[Location identification items]
|---|

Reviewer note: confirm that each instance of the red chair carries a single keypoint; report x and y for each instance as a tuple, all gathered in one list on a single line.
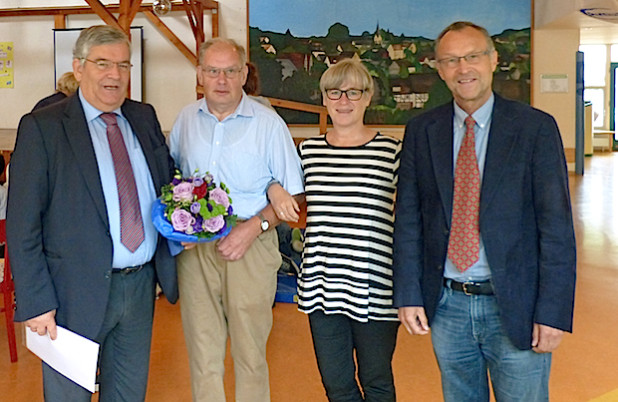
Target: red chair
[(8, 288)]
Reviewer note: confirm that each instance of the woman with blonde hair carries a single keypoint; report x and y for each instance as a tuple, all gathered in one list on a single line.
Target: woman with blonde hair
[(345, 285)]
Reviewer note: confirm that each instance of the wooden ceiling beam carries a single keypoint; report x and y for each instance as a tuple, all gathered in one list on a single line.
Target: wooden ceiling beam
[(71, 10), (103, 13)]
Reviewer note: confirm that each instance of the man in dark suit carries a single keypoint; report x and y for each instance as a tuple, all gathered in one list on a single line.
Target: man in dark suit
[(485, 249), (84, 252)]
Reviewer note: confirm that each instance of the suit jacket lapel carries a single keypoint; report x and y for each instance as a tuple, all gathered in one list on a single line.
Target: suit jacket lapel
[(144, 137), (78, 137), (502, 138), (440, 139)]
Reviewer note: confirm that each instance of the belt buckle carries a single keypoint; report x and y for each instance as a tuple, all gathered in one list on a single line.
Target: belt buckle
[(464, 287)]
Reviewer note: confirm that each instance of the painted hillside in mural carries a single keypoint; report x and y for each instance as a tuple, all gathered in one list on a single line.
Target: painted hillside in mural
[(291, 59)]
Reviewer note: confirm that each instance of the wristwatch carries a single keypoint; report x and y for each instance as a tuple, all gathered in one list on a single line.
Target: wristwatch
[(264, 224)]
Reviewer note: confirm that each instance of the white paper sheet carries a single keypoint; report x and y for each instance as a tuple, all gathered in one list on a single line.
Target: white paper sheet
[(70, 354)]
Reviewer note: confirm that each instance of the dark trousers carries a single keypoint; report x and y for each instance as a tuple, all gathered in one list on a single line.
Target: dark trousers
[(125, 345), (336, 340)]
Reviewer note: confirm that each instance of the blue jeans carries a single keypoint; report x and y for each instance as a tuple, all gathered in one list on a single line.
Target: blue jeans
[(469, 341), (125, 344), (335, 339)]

|---|

→ **OBJECTIVE**
Please rename "Target" to "Object" everywhere in the listing above, keeping every other part the same and leaving the pictures out.

→ **PROBLEM SOLUTION**
Reviewer note: confirm that each instance of the red chair carries a single keypoint; report x and y for each instance as a tuple, all gathered in one list on a single line.
Object: red chair
[(8, 288)]
Reviewer note: confirm that each instance of the woman with blonde hair carries a single keypoint; report x and y for each instance as a tuple, all gathered in one list on a single line.
Object: woman with blonde hair
[(345, 285)]
Reviewer note: confirm that each instance of the wooden ceiling beam carries a single keypoint; report x and y for each instance as a tuple, all gathered in one list on a single line.
Object: wooden ceiling beam
[(71, 10), (103, 13)]
Reviewer note: confirm that each instance of the man in dark suit carries a single keypoint; report x and y for each instance as a tuple, all gathered in one list on a single line.
Object: man in dark suit
[(485, 249), (84, 252)]
Reviewer note: confirm that each instance of the suit jacket lapel carries a single keypoint; report x and y for each instance as a tuple, all gathered in one list on a single line.
Object: suit jacket lapel
[(144, 137), (78, 137), (502, 138), (440, 139)]
Reviewer note: confirm that each instance of the belt buckle carries a single keypoint; report x and y for each instance as a tuple, all gathered in one list on a single line.
Object: belt buckle
[(464, 287)]
Reviewer note: confirm that each instance of the painted hillside in mural carries a single keypoint; report x and y for each instance as a tuple, all gathered in one list on a single line.
Object: painted hillside in mural
[(291, 59)]
Reviewer note: confirm that each instance of the wristwatch carries a single keypoint; report x and y for each instance as a tuple, all gathered in one list on a single line.
Object: wristwatch
[(264, 224)]
Reviewer note: confirm that each instance of the white paper sheet carries a single keypoint; report x and y for each instance as a tuple, all gathered in one list on a single line.
Object: white paper sheet
[(70, 354)]
Reviewer note: confirm that each instance of the dark trousers carries a single keypoint; report x and y for each instance as a tuple, all gathered in one list on a single line.
Object: dark trousers
[(125, 345), (336, 340)]
Reviewer note: confirm that each instance of the blue jeans carries a single keypoint; report x and y for each instance as a tuple, all gathered in one list on a single line.
Object: blue jeans
[(469, 341), (125, 344), (335, 339)]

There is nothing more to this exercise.